Aquarium Advice Addict
Joined
Nov 22, 2012
Messages
1,432
Location
Kentucky
My nitrates are staying around 40. Is that really bad? I had a little problem a few weeks ago of overfeeding. It caused my nitrites to go up to .25 and then my Nitrates went up. They had been staying around 20. I had a planaria outbreak. Then freshwater limpets showed up. I got the planaria under control and decided to let the limpets be once I figured out what they were. The fish are eating them.

I have been doing daily water changes of 10% every day. Saturday is my maintenance day and I do a 50% water change, clean the sand, and remove any dead plant matter. I did another 50% pwc yesterday and all the maintenance stuff because my nitrates jumped to 80. I was running two filters but I removed one to use on another tank. I had added half the filter media from the previously cycled filter to the new one but I took almost all of the extra media out of my new filter yesterday to see if that would bring the nitrates down. Today nitrates are still 40. Ammonia 0, Nitrite 0. I don't know what else to do. Should I just stop worrying about it. My fish and shrimp seem fine. My fry are growing fast.

ROWS —
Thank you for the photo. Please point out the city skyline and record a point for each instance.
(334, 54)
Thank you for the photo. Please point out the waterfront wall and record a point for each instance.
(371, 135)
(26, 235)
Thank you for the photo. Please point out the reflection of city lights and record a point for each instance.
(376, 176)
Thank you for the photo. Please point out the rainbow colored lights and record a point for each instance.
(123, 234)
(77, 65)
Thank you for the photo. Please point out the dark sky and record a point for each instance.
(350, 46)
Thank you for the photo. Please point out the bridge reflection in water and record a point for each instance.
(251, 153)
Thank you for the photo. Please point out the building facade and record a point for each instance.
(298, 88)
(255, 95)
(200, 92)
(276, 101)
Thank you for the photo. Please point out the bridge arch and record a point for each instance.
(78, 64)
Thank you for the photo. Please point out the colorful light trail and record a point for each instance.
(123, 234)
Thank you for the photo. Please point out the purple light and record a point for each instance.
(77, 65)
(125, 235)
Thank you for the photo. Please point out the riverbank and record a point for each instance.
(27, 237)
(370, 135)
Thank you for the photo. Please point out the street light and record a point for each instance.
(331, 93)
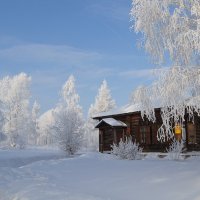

WHAT YOU WILL DO —
From the aquarium forum post, reproduce the part between "Aquarium Advice Addict" and "are eating them.", inclusive.

THE ANSWER —
Aquarium Advice Addict
Joined
Nov 22, 2012
Messages
1,432
Location
Kentucky
My nitrates are staying around 40. Is that really bad? I had a little problem a few weeks ago of overfeeding. It caused my nitrites to go up to .25 and then my Nitrates went up. They had been staying around 20. I had a planaria outbreak. Then freshwater limpets showed up. I got the planaria under control and decided to let the limpets be once I figured out what they were. The fish are eating them.